## Items

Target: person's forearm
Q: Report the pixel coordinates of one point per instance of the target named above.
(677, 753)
---
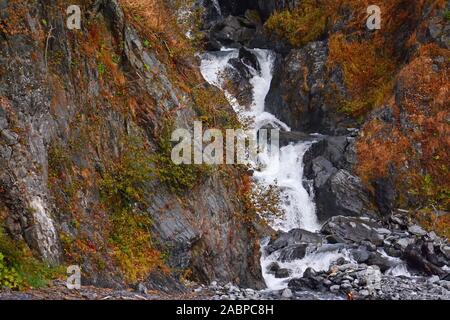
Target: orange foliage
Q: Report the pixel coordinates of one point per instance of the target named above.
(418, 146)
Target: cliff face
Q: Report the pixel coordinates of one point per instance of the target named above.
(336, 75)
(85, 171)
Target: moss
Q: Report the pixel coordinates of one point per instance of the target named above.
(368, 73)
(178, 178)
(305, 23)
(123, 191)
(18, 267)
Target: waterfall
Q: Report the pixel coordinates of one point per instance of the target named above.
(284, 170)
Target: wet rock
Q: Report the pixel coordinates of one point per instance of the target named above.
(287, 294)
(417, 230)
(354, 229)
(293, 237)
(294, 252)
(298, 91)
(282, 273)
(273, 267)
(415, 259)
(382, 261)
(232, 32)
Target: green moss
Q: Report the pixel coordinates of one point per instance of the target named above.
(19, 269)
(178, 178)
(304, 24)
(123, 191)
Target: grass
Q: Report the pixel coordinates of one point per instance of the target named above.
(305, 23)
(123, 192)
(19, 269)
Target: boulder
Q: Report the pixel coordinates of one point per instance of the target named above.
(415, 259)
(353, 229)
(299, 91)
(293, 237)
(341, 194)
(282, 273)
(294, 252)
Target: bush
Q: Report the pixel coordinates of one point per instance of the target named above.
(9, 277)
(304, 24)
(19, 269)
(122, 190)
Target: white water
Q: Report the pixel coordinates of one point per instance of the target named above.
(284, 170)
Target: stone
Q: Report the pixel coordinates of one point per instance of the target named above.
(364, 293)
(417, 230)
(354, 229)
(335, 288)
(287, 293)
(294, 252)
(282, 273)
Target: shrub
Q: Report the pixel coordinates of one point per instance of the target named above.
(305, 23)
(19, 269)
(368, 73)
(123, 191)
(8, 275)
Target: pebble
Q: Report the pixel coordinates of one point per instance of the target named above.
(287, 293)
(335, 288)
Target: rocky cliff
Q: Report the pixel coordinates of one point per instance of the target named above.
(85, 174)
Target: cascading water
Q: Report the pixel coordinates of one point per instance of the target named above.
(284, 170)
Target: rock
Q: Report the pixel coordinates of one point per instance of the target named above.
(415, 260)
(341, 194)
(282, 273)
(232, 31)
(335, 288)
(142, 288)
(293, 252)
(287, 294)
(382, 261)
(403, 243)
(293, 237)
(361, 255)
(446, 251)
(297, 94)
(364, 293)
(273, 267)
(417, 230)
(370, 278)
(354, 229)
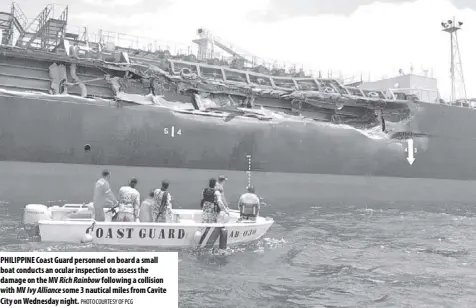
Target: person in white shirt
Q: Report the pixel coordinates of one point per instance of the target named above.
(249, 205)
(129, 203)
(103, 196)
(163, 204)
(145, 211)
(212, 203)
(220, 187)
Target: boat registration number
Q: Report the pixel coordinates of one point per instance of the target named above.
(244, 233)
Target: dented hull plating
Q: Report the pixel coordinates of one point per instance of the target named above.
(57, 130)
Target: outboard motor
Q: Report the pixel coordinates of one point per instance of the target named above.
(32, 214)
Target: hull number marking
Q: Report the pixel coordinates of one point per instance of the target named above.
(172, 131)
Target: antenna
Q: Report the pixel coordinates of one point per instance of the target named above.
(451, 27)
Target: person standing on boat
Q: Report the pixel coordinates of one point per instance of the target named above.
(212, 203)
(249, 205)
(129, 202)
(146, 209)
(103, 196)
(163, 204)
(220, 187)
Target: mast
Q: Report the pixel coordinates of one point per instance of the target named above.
---
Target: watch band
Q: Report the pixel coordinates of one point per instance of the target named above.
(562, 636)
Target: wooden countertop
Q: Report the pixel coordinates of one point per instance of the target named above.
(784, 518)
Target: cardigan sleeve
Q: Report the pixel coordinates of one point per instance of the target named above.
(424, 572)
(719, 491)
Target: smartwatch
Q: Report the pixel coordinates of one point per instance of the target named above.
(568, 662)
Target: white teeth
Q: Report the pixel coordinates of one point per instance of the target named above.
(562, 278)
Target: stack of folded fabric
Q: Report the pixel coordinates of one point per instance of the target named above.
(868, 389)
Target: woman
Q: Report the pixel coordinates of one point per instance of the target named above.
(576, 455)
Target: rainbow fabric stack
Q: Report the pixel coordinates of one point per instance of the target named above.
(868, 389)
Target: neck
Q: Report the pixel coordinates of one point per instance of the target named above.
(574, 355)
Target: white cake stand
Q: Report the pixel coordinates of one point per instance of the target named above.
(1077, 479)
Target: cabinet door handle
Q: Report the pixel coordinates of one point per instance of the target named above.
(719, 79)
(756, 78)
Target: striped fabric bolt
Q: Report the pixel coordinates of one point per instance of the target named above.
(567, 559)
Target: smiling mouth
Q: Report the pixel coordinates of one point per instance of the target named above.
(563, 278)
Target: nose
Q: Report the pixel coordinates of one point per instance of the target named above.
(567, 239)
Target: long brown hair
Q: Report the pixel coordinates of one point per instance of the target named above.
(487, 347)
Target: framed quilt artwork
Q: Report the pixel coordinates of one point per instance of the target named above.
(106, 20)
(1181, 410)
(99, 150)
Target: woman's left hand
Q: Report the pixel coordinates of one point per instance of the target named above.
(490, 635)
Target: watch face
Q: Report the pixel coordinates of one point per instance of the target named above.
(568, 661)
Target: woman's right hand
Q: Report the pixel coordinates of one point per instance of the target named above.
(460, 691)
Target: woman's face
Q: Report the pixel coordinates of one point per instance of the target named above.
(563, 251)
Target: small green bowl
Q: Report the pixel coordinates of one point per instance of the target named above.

## Problem requirements
How many lines across the rows contain the string "person"? Reply with the number alone.

## Response to this task
3